# Reading text:
Relevant facts and circumstances
Background
The Trustee owns the Property. The Property is leased by the Trustee to the Tenant who uses the Property as the service centre.
Tenant's activities
The Tenant supplies a range of Products.
The Tenant uses the Property to repair and maintain the Products. The Tenant has a number of processes to repair and maintain the Products which encompasses some automatic and some manual processes. The Products will then be stacked ready for transport to a client or another site.
The Tenant recently installed new machinery which improves the efficiency, prompting the Tenant's request for construction of a hardstand which can be used to store the Products which are either in-bound or out-bound.
The Trustee acquired a parcel of adjoining land and constructed hardstand along with a range of site upgrades to meet the Tenant's request.
The Tenant has undertaken the activities described above within the Property since the Property was acquired by the Trustee.

# Collected data:
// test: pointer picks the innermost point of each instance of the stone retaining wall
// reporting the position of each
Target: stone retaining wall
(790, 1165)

# Directives:
1. In the property lease text, what did the Trustee acquire to meet the Tenant's request for a hardstand?
2. Write out a passage of the property lease text word for word: begin at the words "Tenant's activities" and stop after the words "or another site.".
3. Do these statements agree with the property lease text? (a) The Tenant owns the Property. (b) The Tenant's repair and maintenance processes include both automatic and manual ones. (c) The request for a hardstand was prompted by the installation of new machinery.
The listing has no connection to the property lease text.

# Problem solutions:
1. A parcel of adjoining land.

2.
Tenant's activities
The Tenant supplies a range of Products.
The Tenant uses the Property to repair and maintain the Products. The Tenant has a number of processes to repair and maintain the Products which encompasses some automatic and some manual processes. The Products will then be stacked ready for transport to a client or another site.

3.
(a) No: "The Trustee owns the Property."
(b) Yes: "encompasses some automatic and some manual processes"
(c) Yes: "The Tenant recently installed new machinery which improves the efficiency, prompting the Tenant's request for construction of a hardstand"